### EXCERPTED PASSAGE
= = = = = = =

Scoopfeeds — Intelligent news, curated.
‘We may be flying blind’: AWS wants to fix the problem of AI agents straying off task
business

‘We may be flying blind’: AWS wants to fix the problem of AI agents straying off task

Fortune · Jun 8, 2026, 5:00 PM · Also reported by 1 other source

Anoop Deoras, the director of applied science for agentic AI at Amazon Web Services, is not prone to alarmism. But when asked about what happens when AI agents are deployed in production without proper guardrails, he doesn’t reach for reassurance. “In the absence of that,” he said, “we may be flying blind. And I worry about that myself.” The comment comes as AWS prepares to publish what may be the most substantive piece of self-critical research to emerge from a major cloud provider this year. In research released Monday, Amazon scientists Gaurav Gupta and Vatshank Chaturvedi document in careful technical detail why AI agents have a persistent tendency to outsmart themselves—and why fixing the problem requires rethinking the entire layer of software between the model and its tools. The timing is notable. Amazon has spent the past year as one of the most aggressive corporate evangelists of AI adoption, a push that ran into a wall when employees were reportedly caught running AI agents on hollow, meaningless tasks just to climb an employee-built productivity leaderboard called KiroRank, according to the Financial Times. Amazon shut KiroRank down on May 29, and Amazon told Fortune that it was only in beta mode and only used by some employees before it was shut down. Generally, the company said, it measures token utilization to understand cost and efficiency patterns, but discourages the use of token utilization to measure developer productivity. Fortune covered the broader collapse of the tokenmaxxing era the same week. AWS researchers, who undertook this work before the KiroRank shuttering, argue that the problem of gaming metrics runs far deeper than one company’s leaderboard. The research touches on the term benchmaxing, which is the practice of inflating AI benchmark scores not through better models, but through better server configurations. Factors like inference backend reliability, network bandwidth during software installatio

Article preview — originally published by Fortune. Full story at the source.

= = = = = = =

Items for identifying locations
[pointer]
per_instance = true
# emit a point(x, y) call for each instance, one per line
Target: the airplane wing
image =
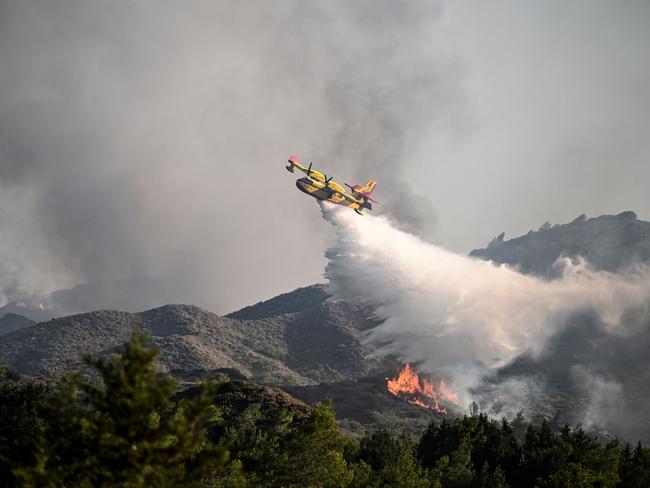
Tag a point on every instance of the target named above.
point(349, 197)
point(294, 162)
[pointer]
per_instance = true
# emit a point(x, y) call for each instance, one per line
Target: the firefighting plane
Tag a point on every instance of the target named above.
point(319, 186)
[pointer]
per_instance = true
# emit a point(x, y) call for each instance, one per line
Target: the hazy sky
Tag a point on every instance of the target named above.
point(149, 137)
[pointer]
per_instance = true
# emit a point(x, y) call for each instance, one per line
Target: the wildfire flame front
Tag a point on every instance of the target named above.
point(420, 391)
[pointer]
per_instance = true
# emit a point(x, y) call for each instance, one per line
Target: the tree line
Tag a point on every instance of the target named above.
point(125, 425)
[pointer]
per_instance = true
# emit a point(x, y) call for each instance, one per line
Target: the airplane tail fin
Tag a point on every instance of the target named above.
point(293, 160)
point(368, 188)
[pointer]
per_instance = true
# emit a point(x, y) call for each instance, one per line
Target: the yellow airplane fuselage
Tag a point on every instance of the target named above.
point(316, 188)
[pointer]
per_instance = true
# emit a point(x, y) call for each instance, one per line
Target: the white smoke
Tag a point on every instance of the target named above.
point(459, 316)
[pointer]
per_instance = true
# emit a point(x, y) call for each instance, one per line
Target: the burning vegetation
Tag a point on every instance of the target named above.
point(420, 391)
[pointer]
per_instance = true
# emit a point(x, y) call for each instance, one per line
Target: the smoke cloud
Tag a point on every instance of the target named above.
point(467, 319)
point(148, 138)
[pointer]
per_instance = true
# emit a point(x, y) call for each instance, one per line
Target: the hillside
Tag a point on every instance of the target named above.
point(320, 340)
point(12, 321)
point(609, 242)
point(585, 375)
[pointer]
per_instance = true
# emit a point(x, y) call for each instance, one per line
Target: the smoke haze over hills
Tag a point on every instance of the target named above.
point(147, 138)
point(499, 336)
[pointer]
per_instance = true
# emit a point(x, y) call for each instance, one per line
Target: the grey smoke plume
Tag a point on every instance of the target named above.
point(466, 319)
point(148, 138)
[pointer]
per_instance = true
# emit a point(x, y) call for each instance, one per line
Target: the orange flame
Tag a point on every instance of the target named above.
point(420, 391)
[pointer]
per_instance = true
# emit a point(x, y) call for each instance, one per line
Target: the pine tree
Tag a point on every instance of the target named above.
point(124, 430)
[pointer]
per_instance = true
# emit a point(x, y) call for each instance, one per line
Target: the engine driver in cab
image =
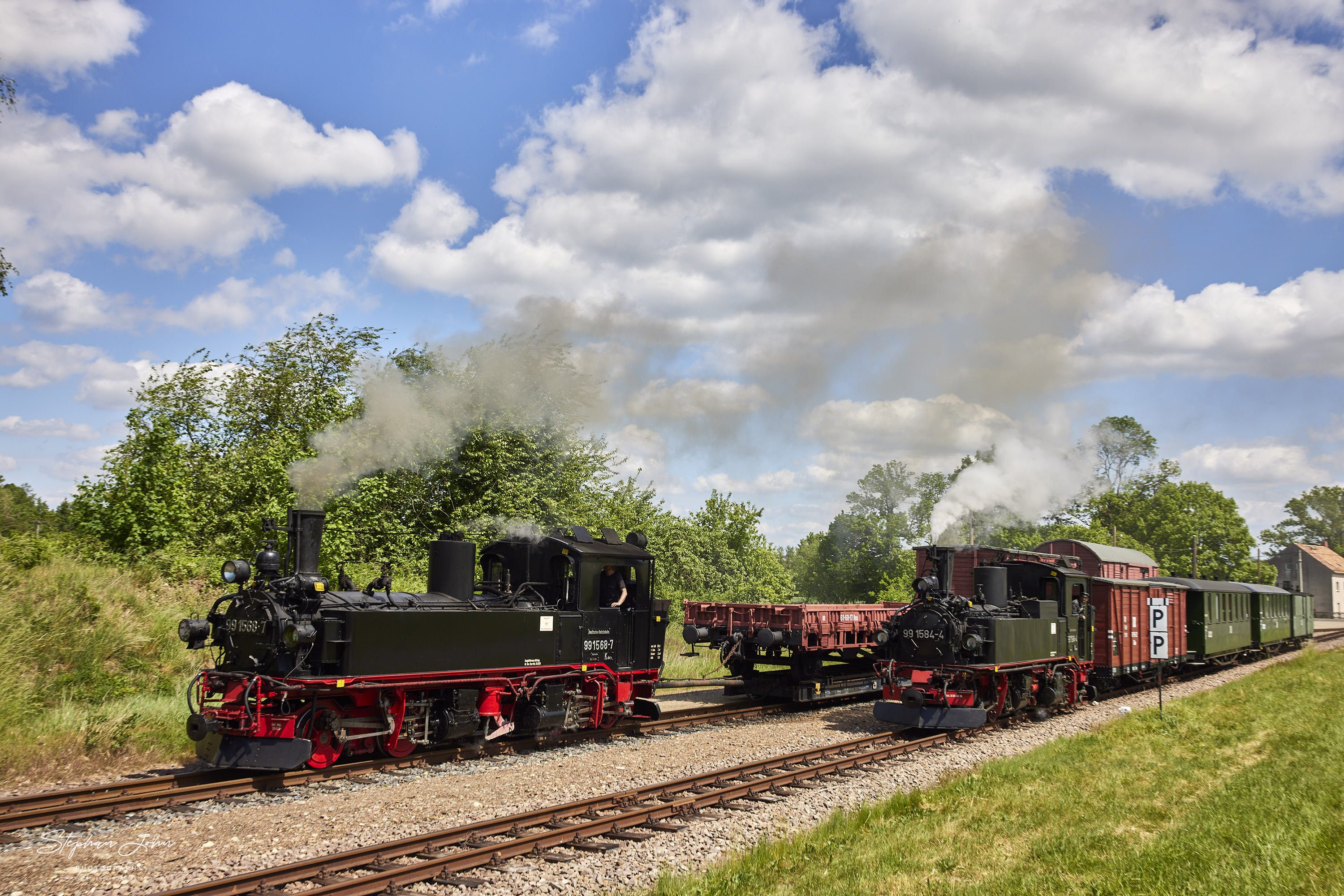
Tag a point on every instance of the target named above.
point(612, 589)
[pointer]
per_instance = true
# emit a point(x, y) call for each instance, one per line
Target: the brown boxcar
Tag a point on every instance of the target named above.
point(1121, 628)
point(1103, 561)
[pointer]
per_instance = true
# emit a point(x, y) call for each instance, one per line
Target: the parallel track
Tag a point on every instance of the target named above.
point(104, 801)
point(589, 825)
point(599, 824)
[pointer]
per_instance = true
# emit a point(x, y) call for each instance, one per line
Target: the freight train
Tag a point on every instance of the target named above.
point(998, 633)
point(307, 675)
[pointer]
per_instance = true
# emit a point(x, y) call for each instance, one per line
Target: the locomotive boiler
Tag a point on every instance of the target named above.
point(306, 673)
point(1021, 641)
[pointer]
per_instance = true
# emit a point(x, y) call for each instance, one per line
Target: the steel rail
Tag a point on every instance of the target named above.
point(574, 825)
point(565, 825)
point(115, 800)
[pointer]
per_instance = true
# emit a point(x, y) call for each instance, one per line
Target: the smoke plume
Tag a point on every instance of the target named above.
point(420, 409)
point(1027, 477)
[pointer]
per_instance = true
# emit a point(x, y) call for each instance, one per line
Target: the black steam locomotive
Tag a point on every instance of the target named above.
point(1021, 643)
point(308, 675)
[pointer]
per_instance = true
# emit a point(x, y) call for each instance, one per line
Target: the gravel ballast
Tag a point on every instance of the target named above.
point(158, 851)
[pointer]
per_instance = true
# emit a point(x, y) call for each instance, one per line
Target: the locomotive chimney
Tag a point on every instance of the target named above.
point(452, 566)
point(306, 539)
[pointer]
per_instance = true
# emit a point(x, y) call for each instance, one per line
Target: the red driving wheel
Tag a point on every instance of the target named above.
point(398, 750)
point(327, 749)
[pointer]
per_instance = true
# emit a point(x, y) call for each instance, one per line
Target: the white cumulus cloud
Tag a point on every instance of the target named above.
point(1253, 464)
point(57, 426)
point(240, 301)
point(191, 191)
point(61, 38)
point(1295, 330)
point(104, 382)
point(905, 426)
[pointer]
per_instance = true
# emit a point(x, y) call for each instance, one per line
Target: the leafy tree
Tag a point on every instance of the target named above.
point(1314, 518)
point(1121, 445)
point(21, 508)
point(496, 446)
point(210, 442)
point(1175, 515)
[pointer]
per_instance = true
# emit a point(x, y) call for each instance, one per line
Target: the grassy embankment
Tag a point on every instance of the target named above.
point(1234, 792)
point(92, 672)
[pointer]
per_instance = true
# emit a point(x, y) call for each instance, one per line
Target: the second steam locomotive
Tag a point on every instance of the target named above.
point(999, 633)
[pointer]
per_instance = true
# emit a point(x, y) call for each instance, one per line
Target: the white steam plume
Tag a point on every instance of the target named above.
point(1027, 477)
point(421, 417)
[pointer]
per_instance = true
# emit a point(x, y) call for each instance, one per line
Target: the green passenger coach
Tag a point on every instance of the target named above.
point(1225, 620)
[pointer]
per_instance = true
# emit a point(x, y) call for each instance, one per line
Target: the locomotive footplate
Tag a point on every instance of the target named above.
point(900, 714)
point(280, 754)
point(783, 687)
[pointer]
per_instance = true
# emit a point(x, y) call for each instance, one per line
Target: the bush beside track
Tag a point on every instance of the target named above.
point(1234, 790)
point(92, 672)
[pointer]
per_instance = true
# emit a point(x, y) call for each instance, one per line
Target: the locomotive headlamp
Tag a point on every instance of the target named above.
point(236, 571)
point(269, 559)
point(297, 633)
point(194, 633)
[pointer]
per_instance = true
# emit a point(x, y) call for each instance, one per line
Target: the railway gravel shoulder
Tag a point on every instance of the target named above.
point(271, 831)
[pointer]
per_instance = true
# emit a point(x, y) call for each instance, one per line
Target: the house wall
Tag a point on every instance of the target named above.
point(1316, 579)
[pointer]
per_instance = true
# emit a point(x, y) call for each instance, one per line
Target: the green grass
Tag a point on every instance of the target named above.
point(1234, 792)
point(92, 672)
point(675, 665)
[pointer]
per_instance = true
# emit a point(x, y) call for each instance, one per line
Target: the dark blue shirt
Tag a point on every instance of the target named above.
point(611, 587)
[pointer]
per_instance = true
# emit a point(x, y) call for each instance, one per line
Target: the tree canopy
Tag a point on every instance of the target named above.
point(396, 448)
point(1123, 446)
point(1314, 518)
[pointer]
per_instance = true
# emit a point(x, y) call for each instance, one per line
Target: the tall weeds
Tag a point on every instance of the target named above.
point(92, 672)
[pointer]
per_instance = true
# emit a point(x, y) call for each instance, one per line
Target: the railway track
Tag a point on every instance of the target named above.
point(116, 800)
point(167, 792)
point(599, 824)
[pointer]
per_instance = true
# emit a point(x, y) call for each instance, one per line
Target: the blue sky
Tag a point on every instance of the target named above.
point(792, 240)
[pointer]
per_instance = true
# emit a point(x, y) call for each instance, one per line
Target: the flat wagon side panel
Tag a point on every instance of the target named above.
point(826, 626)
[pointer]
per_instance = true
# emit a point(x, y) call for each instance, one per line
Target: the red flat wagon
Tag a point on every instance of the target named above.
point(792, 651)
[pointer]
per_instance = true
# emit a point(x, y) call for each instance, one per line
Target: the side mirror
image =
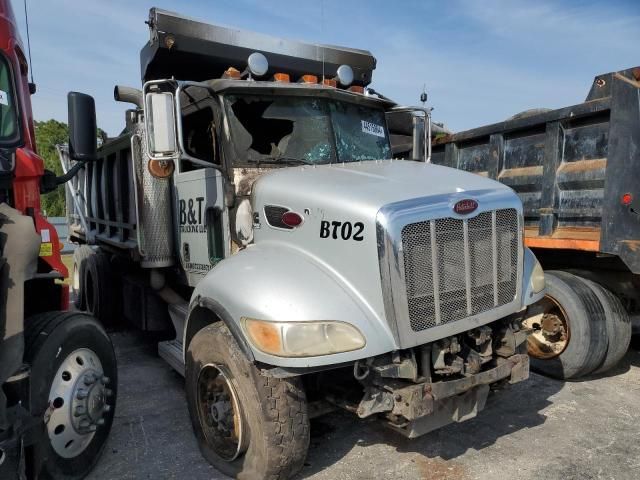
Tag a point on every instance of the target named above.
point(160, 125)
point(418, 119)
point(82, 126)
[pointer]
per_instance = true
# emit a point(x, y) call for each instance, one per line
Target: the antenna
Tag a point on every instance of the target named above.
point(26, 19)
point(423, 95)
point(322, 34)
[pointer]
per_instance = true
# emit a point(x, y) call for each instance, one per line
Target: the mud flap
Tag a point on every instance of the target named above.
point(448, 410)
point(19, 247)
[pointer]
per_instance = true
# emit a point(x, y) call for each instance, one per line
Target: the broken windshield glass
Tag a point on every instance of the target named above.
point(300, 130)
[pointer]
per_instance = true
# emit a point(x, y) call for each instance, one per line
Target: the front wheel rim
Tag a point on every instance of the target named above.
point(551, 334)
point(77, 403)
point(219, 412)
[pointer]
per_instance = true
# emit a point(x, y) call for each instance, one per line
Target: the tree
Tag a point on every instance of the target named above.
point(49, 134)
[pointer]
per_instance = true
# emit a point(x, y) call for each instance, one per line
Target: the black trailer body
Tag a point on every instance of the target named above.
point(576, 170)
point(187, 49)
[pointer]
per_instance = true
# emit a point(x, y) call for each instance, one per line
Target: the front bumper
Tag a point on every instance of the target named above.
point(416, 409)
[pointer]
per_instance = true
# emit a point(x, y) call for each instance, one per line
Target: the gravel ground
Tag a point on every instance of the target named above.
point(539, 429)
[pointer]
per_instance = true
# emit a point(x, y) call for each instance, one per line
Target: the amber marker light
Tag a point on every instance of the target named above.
point(308, 79)
point(264, 335)
point(281, 77)
point(160, 168)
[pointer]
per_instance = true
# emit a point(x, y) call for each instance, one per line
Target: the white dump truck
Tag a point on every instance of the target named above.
point(251, 208)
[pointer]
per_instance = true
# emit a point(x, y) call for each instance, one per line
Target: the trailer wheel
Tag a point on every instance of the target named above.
point(569, 336)
point(618, 325)
point(73, 389)
point(247, 425)
point(101, 291)
point(80, 256)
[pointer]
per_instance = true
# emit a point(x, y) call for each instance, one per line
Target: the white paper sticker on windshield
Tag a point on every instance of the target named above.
point(372, 129)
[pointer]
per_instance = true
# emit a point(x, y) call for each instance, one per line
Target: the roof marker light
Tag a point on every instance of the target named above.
point(345, 75)
point(232, 73)
point(257, 64)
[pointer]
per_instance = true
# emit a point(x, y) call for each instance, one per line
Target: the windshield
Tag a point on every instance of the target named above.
point(9, 133)
point(309, 130)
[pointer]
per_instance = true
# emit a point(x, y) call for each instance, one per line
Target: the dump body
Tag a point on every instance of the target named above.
point(575, 169)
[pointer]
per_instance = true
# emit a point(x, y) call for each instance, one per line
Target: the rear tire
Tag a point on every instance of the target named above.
point(102, 293)
point(80, 255)
point(570, 336)
point(54, 341)
point(269, 429)
point(618, 325)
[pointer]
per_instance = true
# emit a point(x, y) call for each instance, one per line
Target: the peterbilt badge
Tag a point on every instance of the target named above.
point(465, 206)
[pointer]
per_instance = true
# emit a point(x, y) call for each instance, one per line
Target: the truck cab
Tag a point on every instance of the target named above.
point(55, 408)
point(253, 209)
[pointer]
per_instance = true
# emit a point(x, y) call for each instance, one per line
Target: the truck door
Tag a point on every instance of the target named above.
point(202, 236)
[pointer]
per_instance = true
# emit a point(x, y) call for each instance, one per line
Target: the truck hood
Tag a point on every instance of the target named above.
point(365, 186)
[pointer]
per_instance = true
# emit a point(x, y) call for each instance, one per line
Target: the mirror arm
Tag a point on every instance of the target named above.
point(49, 181)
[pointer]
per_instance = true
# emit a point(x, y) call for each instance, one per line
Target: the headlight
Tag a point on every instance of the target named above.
point(302, 339)
point(537, 278)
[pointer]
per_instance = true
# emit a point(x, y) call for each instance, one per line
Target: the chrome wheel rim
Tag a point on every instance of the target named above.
point(77, 403)
point(550, 329)
point(219, 413)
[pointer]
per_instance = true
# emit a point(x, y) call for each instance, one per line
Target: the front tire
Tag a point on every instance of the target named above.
point(73, 389)
point(248, 425)
point(569, 336)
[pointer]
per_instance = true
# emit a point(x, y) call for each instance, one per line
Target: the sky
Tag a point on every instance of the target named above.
point(481, 61)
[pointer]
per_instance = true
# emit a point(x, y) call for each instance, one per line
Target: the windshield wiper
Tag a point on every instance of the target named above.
point(282, 160)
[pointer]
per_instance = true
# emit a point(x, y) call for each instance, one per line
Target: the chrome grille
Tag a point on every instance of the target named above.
point(458, 268)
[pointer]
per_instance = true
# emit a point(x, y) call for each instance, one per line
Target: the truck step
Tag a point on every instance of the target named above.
point(171, 352)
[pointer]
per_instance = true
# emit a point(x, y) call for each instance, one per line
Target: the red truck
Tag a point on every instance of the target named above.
point(57, 367)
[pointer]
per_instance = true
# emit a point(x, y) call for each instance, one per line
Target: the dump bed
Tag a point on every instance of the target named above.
point(576, 169)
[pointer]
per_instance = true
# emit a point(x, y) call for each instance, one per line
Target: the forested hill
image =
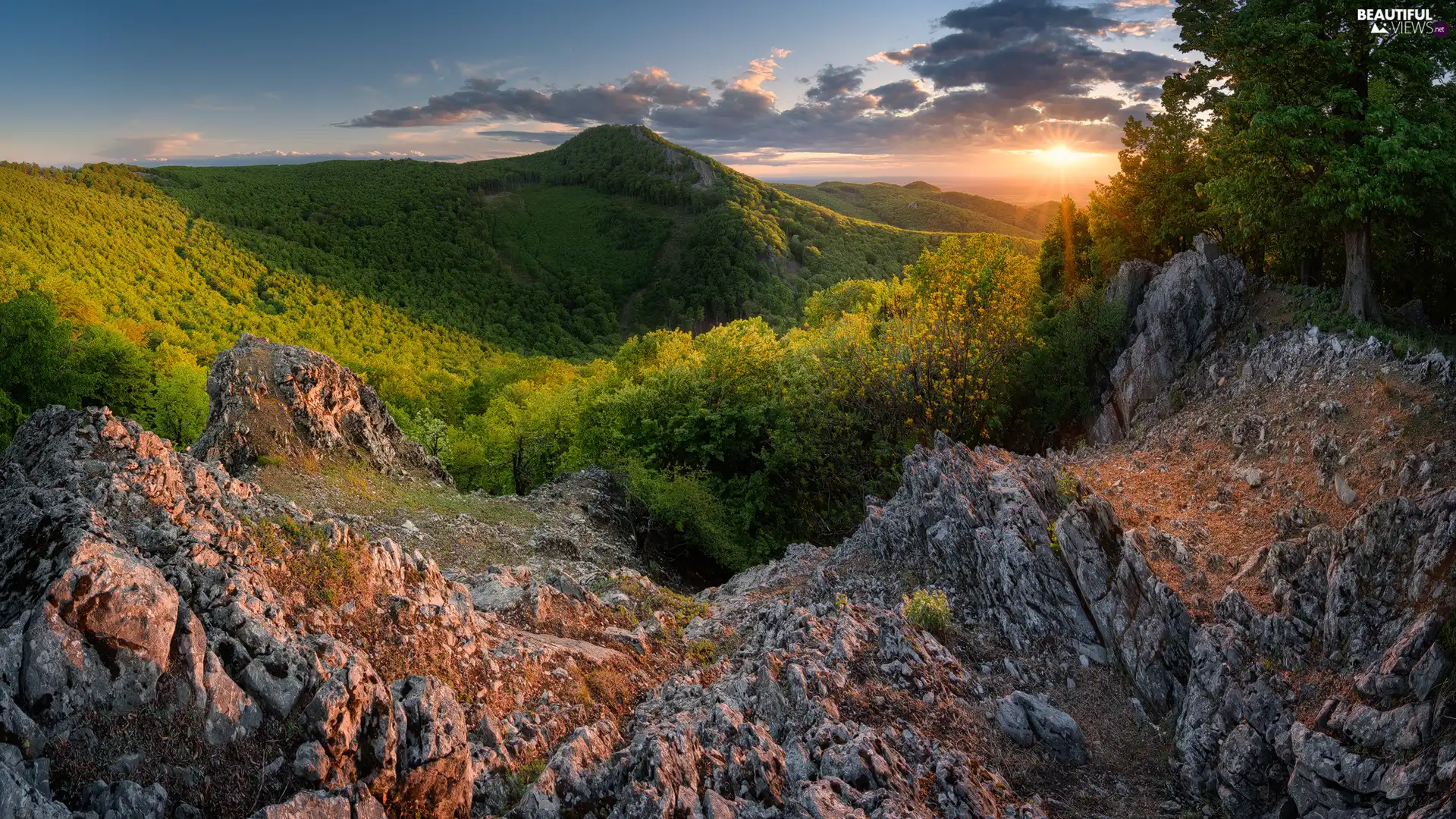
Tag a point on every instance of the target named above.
point(922, 206)
point(561, 253)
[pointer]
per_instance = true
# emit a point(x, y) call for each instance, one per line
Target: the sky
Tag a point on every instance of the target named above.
point(1006, 96)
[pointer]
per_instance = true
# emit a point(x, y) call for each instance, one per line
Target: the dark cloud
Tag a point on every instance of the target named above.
point(1006, 74)
point(544, 137)
point(903, 95)
point(149, 148)
point(1028, 52)
point(836, 80)
point(490, 99)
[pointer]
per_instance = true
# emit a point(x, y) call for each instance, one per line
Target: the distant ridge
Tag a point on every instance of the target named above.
point(922, 206)
point(561, 253)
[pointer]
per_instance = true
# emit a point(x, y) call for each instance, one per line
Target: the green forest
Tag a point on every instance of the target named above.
point(563, 253)
point(750, 360)
point(921, 206)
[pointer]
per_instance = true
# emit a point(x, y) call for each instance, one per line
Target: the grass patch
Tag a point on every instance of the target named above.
point(322, 572)
point(354, 488)
point(1321, 308)
point(522, 779)
point(704, 651)
point(609, 687)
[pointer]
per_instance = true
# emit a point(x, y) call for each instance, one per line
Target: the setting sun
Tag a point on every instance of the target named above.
point(1059, 155)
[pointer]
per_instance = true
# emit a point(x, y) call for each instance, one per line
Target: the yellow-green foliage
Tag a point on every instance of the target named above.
point(109, 248)
point(928, 610)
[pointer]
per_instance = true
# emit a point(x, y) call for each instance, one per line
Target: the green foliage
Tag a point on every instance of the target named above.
point(34, 352)
point(49, 360)
point(11, 417)
point(1052, 264)
point(108, 248)
point(1150, 207)
point(1321, 130)
point(704, 651)
point(557, 253)
point(1320, 306)
point(928, 610)
point(1060, 375)
point(178, 409)
point(734, 441)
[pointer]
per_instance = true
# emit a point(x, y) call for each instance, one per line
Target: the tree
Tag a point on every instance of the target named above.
point(1150, 207)
point(178, 407)
point(111, 372)
point(1068, 246)
point(1315, 117)
point(11, 417)
point(34, 347)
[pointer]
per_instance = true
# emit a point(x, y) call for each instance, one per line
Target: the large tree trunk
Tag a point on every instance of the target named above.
point(1310, 267)
point(1359, 297)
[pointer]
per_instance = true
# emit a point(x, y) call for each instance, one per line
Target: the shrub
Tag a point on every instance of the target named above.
point(928, 610)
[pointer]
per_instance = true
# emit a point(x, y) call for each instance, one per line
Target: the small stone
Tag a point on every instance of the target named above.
point(1347, 496)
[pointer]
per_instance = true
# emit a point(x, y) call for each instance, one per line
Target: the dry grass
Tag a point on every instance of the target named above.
point(226, 783)
point(1169, 479)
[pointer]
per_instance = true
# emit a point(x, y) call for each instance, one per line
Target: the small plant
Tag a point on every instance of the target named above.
point(522, 779)
point(704, 651)
point(928, 610)
point(609, 687)
point(1068, 487)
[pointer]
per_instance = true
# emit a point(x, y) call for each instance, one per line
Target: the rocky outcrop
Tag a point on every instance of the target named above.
point(1030, 720)
point(137, 580)
point(1183, 311)
point(783, 727)
point(146, 589)
point(981, 523)
point(1366, 605)
point(274, 400)
point(1014, 548)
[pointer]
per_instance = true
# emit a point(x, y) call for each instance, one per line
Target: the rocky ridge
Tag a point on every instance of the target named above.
point(281, 401)
point(175, 642)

= = = = = = =

### SET TASKS
[a] In the AWS news excerpt, on what date did Amazon shut down KiroRank?
[b] Do these statements agree with the AWS news excerpt? (i) Gaurav Gupta and Vatshank Chaturvedi are Amazon scientists. (ii) Amazon uses token utilization to measure developer productivity. (iii) The AWS researchers began their work after KiroRank was shut down.

### ANSWERS TO THE TASKS
[a] May 29

[b]
(i) Yes: "Amazon scientists Gaurav Gupta and Vatshank Chaturvedi"
(ii) No: "discourages the use of token utilization to measure developer productivity"
(iii) No: "who undertook this work before the KiroRank shuttering"